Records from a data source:
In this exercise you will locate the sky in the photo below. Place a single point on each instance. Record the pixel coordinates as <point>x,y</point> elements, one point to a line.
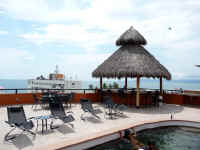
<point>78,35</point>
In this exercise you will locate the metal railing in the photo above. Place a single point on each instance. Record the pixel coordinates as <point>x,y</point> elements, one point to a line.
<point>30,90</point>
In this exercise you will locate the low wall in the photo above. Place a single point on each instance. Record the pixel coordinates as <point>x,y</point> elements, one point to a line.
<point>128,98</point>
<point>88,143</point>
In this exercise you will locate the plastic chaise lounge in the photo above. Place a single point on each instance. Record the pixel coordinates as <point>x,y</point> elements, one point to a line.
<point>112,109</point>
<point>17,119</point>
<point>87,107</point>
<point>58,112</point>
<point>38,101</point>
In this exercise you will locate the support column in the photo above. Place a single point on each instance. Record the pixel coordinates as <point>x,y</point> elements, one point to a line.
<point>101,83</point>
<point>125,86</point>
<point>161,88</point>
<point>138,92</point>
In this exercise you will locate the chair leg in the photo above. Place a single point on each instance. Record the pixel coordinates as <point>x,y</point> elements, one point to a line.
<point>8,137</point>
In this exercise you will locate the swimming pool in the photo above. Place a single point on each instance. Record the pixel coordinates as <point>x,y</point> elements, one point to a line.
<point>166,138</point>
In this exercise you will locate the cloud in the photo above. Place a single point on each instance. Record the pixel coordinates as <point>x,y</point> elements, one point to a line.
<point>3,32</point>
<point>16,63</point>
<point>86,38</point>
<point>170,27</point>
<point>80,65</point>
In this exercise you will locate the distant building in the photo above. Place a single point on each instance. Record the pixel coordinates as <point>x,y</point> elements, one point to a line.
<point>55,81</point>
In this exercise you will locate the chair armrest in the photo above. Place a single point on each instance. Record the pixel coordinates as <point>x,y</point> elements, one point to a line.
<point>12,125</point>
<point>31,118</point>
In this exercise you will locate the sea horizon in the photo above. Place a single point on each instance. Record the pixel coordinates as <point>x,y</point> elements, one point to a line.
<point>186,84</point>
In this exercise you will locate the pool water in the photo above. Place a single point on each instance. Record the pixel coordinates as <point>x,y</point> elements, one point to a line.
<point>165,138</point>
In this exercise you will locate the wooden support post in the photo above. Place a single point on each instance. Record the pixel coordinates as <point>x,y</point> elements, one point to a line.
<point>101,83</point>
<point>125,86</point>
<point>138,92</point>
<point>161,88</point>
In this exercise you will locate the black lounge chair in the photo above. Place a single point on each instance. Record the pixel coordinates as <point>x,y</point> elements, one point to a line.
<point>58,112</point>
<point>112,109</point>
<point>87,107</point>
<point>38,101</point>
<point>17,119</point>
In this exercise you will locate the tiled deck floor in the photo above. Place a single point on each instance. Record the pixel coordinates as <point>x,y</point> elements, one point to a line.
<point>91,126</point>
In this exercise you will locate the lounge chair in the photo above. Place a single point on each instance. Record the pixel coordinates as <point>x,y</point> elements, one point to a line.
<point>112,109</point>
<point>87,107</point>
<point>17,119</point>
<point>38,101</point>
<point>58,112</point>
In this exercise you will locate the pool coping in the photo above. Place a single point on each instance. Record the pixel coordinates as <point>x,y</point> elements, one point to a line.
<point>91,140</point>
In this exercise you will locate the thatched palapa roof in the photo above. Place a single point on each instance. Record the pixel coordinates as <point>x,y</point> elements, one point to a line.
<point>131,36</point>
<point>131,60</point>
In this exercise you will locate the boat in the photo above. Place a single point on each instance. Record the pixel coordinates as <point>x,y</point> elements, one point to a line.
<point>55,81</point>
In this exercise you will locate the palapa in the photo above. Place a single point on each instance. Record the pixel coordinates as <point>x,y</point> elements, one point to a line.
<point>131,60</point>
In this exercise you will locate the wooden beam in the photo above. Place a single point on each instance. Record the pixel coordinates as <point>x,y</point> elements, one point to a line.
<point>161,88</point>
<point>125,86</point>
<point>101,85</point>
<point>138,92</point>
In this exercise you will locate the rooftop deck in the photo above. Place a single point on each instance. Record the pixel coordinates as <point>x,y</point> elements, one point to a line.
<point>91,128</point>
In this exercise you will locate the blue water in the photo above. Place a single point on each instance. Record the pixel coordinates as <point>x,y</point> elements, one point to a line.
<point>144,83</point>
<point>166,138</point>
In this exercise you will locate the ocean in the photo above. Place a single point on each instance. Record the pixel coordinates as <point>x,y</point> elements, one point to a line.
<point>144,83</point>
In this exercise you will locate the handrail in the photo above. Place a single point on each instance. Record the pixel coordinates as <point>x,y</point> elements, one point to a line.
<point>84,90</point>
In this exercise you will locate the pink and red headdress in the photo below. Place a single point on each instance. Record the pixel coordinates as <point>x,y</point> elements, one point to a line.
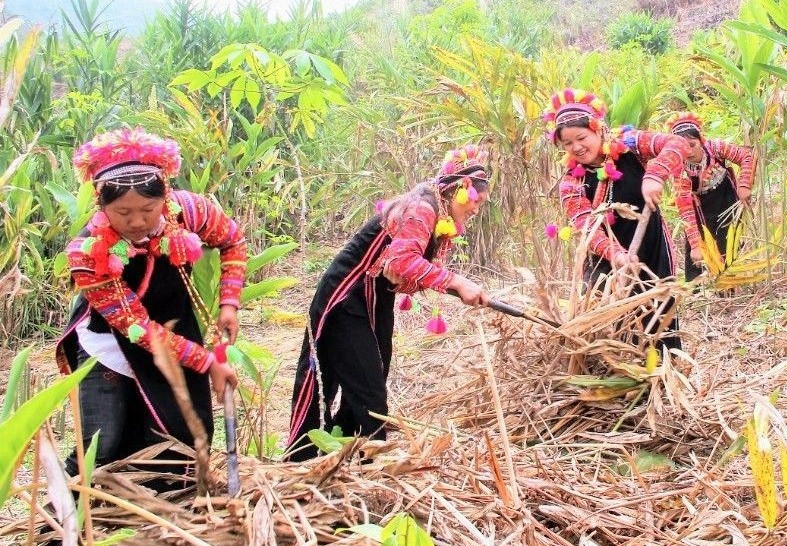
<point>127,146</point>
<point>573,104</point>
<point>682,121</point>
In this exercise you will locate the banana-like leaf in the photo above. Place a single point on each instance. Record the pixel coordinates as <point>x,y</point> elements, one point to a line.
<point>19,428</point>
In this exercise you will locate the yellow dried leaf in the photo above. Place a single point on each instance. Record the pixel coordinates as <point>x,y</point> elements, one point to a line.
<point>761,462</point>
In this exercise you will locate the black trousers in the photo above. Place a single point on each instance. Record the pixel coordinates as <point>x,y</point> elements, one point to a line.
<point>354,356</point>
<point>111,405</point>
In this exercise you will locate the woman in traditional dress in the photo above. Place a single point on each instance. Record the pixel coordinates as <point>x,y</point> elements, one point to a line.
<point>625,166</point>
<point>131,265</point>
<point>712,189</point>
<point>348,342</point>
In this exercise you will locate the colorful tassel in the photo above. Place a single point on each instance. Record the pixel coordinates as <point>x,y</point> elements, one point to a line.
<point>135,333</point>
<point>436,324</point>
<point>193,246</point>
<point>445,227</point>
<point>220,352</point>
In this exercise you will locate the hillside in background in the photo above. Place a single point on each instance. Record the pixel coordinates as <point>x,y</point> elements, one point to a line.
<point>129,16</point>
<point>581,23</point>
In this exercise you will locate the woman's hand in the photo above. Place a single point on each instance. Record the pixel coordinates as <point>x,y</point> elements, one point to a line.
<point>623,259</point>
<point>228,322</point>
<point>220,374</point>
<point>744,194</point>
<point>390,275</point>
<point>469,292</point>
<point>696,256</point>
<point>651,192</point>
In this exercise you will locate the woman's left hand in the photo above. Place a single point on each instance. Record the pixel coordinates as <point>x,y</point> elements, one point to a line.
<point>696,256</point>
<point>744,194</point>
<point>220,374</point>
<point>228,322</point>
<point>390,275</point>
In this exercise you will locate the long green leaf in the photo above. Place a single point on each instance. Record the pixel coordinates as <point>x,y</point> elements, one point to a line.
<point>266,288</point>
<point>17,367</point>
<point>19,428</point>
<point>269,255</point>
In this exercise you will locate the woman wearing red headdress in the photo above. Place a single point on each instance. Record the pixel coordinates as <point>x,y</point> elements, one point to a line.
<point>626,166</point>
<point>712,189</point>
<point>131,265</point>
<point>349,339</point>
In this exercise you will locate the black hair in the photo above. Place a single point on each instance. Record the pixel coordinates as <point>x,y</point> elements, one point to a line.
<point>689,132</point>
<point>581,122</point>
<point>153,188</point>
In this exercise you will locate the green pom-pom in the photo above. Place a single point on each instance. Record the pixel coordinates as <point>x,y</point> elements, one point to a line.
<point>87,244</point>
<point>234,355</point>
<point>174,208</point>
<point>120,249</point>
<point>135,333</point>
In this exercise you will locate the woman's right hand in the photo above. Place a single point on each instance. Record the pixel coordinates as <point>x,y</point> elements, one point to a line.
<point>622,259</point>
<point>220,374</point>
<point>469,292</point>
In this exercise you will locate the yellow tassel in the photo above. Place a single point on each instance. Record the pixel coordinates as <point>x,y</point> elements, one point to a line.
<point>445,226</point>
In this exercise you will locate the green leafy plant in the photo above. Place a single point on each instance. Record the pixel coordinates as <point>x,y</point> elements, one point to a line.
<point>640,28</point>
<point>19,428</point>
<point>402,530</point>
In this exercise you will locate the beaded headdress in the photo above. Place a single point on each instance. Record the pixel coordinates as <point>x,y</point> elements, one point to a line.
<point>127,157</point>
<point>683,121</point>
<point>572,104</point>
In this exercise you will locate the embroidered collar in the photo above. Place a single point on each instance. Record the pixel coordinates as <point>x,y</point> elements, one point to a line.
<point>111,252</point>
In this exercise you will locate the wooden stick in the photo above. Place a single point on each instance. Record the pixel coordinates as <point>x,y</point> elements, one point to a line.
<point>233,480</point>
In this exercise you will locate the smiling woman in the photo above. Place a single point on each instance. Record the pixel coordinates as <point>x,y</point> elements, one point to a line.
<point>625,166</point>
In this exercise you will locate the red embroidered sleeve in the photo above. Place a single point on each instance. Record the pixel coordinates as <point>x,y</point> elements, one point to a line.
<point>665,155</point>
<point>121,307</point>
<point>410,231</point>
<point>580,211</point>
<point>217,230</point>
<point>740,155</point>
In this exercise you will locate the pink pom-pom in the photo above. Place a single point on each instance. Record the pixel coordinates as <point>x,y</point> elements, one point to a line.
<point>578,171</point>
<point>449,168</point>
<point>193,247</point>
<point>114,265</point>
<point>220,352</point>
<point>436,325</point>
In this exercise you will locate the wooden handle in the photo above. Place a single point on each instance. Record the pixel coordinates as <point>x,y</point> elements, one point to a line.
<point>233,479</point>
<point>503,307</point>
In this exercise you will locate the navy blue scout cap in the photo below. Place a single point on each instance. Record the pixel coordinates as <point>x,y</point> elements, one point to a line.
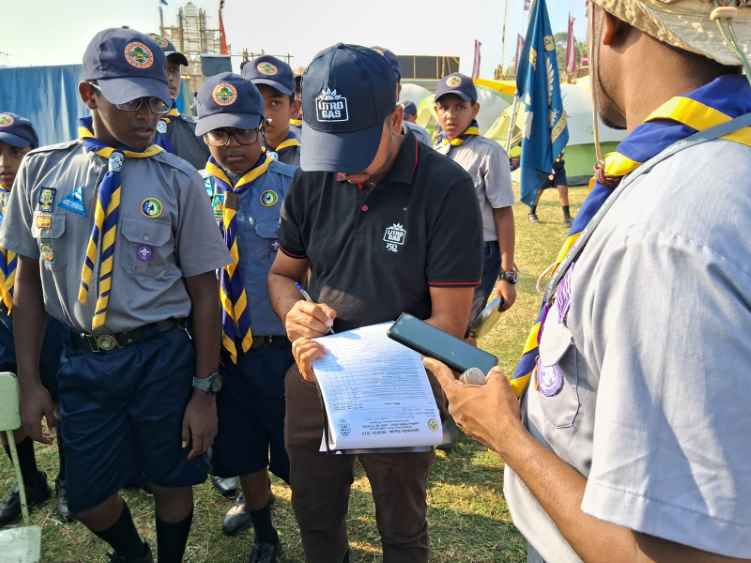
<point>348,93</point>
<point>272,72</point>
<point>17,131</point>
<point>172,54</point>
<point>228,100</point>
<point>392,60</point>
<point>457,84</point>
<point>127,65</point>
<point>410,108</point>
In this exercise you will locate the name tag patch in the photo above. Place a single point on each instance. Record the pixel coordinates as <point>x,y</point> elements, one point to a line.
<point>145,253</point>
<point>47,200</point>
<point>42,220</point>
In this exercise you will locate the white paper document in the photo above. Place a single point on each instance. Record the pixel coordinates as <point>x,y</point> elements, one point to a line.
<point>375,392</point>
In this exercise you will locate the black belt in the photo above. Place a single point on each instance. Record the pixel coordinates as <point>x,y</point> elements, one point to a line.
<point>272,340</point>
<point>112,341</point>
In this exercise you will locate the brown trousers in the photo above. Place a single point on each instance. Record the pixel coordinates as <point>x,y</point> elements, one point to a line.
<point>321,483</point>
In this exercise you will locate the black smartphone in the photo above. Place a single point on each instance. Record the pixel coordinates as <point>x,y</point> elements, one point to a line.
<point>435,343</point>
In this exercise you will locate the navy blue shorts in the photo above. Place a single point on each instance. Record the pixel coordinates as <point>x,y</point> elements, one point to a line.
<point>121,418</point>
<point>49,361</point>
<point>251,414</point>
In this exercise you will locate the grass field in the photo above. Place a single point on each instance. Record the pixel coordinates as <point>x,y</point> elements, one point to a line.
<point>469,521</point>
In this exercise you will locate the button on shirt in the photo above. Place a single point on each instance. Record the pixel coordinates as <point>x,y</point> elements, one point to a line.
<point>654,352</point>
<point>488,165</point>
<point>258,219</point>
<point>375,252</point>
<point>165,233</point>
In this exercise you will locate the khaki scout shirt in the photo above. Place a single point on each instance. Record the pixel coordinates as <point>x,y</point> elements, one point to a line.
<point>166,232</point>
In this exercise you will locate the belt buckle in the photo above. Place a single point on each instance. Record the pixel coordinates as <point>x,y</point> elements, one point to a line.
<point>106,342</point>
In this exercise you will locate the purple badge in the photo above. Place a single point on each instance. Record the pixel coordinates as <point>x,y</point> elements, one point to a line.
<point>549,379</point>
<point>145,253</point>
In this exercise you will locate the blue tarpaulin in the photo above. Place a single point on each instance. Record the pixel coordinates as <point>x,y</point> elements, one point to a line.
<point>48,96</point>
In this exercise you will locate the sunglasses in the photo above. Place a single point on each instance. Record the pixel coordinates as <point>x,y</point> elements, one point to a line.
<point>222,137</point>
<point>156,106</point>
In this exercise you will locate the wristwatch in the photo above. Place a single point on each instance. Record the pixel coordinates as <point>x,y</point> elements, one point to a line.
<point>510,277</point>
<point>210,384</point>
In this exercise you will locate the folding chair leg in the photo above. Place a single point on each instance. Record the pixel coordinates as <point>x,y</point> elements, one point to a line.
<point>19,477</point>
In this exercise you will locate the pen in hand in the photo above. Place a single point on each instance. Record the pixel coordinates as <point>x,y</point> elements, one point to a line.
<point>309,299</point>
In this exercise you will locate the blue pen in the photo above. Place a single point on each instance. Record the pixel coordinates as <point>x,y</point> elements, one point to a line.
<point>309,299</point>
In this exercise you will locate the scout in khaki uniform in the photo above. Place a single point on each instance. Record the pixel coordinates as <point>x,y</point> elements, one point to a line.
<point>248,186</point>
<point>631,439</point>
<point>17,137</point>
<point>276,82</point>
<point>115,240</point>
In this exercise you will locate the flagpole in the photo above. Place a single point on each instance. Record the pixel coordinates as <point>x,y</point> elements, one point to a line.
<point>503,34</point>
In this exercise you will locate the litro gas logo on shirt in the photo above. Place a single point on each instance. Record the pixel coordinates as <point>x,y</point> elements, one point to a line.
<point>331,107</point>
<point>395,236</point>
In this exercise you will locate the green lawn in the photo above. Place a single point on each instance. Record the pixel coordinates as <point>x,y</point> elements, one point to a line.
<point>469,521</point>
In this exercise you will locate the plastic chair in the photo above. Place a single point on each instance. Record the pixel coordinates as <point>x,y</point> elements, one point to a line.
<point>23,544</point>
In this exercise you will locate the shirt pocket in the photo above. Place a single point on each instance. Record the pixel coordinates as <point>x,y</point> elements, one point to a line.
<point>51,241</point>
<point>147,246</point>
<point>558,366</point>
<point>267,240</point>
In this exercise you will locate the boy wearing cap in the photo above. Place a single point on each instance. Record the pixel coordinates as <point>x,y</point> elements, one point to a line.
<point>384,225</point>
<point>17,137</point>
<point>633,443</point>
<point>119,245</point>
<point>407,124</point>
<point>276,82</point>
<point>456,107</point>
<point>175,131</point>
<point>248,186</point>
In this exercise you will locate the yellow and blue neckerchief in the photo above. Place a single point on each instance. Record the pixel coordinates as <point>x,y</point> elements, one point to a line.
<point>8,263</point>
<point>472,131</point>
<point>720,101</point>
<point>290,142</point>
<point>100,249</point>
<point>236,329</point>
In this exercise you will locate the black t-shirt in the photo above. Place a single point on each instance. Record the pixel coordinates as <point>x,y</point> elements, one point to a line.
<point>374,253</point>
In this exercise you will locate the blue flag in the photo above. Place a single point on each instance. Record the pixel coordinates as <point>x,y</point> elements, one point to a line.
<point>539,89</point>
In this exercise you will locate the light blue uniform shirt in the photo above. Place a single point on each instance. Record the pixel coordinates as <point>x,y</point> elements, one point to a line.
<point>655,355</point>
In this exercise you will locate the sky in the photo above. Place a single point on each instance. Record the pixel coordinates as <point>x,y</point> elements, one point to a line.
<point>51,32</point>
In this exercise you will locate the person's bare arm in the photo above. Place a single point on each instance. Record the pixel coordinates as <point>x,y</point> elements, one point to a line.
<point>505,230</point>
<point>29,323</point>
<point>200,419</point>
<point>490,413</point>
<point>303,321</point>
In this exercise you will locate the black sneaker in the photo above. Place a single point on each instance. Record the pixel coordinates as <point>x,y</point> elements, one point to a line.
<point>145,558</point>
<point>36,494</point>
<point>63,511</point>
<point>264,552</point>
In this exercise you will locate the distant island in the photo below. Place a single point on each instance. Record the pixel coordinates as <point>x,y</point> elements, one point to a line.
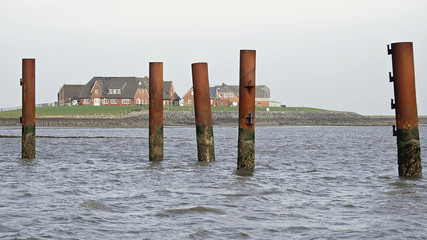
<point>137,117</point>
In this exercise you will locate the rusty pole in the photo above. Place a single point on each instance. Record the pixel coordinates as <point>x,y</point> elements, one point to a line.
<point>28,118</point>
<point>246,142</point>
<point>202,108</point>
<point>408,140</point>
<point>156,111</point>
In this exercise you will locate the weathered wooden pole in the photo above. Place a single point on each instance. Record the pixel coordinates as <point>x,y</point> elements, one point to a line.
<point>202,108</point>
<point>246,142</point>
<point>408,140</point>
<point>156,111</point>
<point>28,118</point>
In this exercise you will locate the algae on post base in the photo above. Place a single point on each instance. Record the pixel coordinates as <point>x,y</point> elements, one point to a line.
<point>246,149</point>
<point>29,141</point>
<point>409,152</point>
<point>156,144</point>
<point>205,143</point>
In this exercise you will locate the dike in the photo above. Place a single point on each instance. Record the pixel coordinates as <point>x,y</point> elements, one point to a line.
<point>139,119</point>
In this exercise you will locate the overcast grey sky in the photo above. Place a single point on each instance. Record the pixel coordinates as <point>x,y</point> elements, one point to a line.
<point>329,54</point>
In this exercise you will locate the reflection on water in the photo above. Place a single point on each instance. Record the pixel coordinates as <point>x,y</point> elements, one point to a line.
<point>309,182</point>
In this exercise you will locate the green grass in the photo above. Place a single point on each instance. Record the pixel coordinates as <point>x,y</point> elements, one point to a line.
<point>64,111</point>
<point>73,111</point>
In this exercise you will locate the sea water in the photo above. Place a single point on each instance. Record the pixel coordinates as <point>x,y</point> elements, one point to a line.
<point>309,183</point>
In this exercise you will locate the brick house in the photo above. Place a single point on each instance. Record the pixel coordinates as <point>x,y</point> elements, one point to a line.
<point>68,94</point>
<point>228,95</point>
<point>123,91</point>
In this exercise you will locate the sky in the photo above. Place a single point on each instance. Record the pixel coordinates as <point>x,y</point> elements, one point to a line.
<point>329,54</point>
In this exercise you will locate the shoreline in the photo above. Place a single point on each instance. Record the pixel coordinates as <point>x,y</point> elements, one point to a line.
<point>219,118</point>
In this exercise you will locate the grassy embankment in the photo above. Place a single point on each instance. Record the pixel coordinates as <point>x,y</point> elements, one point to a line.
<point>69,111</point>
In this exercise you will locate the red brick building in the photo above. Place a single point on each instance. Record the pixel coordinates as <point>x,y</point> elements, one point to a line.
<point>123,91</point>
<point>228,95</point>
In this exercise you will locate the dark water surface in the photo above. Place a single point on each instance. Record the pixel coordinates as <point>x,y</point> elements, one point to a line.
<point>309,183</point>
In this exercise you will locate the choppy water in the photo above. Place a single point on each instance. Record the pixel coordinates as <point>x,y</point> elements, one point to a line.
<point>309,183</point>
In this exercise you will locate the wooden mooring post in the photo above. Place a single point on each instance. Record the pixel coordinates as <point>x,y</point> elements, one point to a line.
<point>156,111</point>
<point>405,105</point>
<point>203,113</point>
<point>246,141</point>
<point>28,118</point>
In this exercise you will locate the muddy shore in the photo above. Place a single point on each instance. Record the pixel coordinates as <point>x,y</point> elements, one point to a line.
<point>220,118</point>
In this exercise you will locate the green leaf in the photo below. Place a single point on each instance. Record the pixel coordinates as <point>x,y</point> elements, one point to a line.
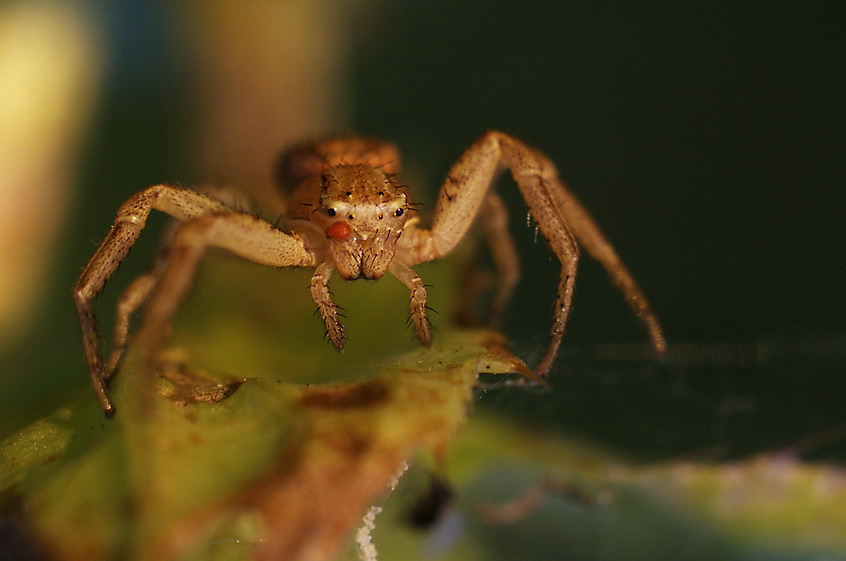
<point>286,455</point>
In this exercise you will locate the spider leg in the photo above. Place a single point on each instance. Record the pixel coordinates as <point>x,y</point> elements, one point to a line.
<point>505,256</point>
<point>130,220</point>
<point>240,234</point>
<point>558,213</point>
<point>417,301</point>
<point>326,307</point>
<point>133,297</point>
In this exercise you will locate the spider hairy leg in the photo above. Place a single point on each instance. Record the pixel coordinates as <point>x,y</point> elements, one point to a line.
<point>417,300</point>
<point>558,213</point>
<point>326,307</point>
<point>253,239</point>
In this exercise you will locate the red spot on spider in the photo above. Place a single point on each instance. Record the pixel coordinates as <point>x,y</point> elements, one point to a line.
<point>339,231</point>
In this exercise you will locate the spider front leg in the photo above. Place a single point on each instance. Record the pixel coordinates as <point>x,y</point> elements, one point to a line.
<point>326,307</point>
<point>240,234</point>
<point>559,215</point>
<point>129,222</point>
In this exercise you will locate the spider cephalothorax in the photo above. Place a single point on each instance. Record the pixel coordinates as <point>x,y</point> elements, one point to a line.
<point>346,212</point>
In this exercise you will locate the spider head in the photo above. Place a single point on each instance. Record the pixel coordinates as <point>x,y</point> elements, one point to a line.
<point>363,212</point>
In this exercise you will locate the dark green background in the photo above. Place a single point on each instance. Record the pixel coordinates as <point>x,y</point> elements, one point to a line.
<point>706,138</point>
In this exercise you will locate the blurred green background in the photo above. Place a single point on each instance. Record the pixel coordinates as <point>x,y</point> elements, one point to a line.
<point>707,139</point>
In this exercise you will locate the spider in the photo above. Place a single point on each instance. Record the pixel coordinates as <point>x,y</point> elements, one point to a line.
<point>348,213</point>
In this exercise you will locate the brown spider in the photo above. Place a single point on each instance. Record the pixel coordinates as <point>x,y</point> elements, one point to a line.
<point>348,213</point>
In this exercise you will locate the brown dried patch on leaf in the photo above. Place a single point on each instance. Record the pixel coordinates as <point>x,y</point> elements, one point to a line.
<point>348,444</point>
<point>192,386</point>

What you should do:
Output the line containing "In this exercise you will locate the spider in" together with all later lines of the entries, exactly as written, through the final line.

Expected answer:
In this exercise you will locate the spider in the photo above. Place a single point on each instance. Record the pixel coordinates as <point>x,y</point> elements, one point to a line.
<point>348,213</point>
In this exercise you will locate the brown spider in the photo above. Place a single point on each instance. Record the pixel coordinates as <point>x,y</point> elements, one point to a line.
<point>348,213</point>
In this exercise you will locate the brown dried patch on leaf in the photo above. Place a single point on each instance. Record the pixel coordinates as <point>x,y</point> elements, one point to a line.
<point>348,444</point>
<point>192,386</point>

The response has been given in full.